• [WHAT TO WORK ON]
Copy the entries from the line with "task | indicate the traffic light pole" to the end of the entries, renaming "red brick facade" as "brick storefront wall" and leaving everything else unchanged.

• [RECORDS SHOWN]
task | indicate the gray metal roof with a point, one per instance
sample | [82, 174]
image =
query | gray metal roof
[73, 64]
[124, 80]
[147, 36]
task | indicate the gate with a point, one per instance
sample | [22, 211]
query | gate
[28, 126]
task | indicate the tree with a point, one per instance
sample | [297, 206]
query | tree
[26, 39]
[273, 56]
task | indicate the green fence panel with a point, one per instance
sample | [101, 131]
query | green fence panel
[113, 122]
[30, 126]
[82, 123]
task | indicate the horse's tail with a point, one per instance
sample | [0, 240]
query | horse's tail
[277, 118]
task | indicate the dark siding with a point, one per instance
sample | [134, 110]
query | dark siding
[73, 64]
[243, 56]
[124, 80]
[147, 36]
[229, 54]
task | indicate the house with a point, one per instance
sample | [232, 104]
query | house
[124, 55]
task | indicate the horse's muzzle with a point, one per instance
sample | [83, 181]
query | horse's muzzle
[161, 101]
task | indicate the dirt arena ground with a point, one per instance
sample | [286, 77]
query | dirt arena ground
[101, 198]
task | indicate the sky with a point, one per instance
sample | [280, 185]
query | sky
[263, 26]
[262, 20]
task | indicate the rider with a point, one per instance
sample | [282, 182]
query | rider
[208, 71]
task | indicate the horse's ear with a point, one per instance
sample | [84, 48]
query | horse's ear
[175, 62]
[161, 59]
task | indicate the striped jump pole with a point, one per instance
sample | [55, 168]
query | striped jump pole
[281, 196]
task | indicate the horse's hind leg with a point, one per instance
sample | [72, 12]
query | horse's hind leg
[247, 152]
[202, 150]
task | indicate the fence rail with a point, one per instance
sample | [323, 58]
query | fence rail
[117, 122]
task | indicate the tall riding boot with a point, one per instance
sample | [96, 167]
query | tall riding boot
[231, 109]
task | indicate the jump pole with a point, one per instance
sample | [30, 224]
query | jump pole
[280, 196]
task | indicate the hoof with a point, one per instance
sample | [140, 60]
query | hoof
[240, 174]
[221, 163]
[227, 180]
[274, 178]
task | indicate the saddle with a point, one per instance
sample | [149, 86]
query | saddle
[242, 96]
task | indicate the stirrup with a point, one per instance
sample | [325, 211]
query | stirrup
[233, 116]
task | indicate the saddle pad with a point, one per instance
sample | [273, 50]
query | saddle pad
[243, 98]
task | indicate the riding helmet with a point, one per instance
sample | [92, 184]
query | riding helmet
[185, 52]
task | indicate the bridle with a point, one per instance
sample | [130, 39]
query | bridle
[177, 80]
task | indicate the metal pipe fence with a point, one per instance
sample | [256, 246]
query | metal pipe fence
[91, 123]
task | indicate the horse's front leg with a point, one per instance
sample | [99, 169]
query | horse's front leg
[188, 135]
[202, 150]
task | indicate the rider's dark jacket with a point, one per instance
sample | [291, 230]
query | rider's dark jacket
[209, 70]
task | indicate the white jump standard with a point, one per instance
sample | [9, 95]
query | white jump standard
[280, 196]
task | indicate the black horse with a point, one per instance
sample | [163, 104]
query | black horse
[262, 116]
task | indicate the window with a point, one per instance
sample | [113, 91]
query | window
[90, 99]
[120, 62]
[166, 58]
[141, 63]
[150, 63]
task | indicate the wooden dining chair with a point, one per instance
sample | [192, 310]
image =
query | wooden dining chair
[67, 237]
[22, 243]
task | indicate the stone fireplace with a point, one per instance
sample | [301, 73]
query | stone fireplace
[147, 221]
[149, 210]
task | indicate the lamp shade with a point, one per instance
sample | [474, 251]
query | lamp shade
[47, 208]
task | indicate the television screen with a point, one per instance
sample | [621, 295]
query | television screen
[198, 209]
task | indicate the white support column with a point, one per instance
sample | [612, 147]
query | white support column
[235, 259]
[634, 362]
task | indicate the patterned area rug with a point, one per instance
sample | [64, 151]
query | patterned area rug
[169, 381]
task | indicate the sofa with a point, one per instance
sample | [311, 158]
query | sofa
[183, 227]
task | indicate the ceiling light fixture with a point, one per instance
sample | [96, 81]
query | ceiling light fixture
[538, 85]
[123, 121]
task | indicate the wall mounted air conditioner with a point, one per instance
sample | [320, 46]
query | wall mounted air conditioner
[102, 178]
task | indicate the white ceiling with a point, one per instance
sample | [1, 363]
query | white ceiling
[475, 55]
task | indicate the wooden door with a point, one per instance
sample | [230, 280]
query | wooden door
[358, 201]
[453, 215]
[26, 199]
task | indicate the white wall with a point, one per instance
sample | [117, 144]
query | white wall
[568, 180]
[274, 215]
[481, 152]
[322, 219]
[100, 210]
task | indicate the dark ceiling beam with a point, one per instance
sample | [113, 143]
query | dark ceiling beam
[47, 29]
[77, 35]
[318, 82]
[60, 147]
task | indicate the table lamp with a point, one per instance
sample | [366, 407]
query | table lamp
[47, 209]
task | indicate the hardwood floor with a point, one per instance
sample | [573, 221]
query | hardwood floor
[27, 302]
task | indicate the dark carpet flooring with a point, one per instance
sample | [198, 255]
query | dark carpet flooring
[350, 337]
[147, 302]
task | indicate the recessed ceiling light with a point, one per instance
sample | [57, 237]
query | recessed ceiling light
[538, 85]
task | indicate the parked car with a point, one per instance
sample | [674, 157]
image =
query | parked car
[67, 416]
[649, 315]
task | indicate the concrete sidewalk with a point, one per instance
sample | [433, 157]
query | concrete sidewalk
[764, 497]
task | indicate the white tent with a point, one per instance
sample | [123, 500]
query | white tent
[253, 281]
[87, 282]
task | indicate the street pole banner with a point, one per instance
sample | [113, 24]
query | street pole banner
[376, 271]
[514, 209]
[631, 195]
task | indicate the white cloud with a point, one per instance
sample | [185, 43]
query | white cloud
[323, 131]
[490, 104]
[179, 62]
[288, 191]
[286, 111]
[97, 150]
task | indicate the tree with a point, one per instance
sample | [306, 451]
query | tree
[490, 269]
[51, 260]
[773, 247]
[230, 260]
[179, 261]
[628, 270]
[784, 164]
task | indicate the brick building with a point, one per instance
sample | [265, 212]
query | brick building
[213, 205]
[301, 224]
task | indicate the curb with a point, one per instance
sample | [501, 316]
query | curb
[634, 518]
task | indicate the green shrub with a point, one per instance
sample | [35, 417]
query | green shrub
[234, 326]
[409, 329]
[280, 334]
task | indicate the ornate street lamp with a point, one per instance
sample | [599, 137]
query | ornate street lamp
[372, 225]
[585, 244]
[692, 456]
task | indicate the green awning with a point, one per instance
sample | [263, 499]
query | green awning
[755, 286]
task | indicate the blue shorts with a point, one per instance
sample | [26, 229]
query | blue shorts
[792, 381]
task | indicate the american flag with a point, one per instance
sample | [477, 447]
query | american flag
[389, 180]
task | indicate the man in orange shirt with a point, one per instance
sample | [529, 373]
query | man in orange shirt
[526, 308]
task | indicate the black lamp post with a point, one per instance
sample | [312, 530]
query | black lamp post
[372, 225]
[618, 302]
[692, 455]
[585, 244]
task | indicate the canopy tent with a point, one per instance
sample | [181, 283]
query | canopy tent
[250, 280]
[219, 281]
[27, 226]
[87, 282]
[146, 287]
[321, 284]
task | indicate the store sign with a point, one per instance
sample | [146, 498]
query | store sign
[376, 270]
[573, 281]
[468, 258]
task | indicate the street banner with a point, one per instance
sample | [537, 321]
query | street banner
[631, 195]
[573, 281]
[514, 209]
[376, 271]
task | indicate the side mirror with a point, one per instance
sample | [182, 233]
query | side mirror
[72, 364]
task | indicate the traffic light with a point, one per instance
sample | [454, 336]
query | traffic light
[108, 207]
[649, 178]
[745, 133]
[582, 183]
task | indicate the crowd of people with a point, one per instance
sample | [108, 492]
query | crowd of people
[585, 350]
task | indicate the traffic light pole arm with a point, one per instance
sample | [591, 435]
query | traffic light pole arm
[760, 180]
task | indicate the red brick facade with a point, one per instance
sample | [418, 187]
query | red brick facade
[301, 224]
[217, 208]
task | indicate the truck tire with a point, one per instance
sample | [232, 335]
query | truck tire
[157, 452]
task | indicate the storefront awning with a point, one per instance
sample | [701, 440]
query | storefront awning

• [TASK ANSWER]
task | indicate the traffic light pole arm with a point, one per instance
sample | [591, 435]
query | traffic light pole arm
[760, 180]
task | indicate the brick storefront wall with a point, one per instance
sample | [418, 187]
query | brick storefront wall
[301, 224]
[217, 208]
task | indicate the truck tire with a point, one per instance
sample | [232, 335]
query | truck tire
[157, 452]
task | indicate the storefront awning with a point, one per instance
sample | [701, 440]
query | storefront awning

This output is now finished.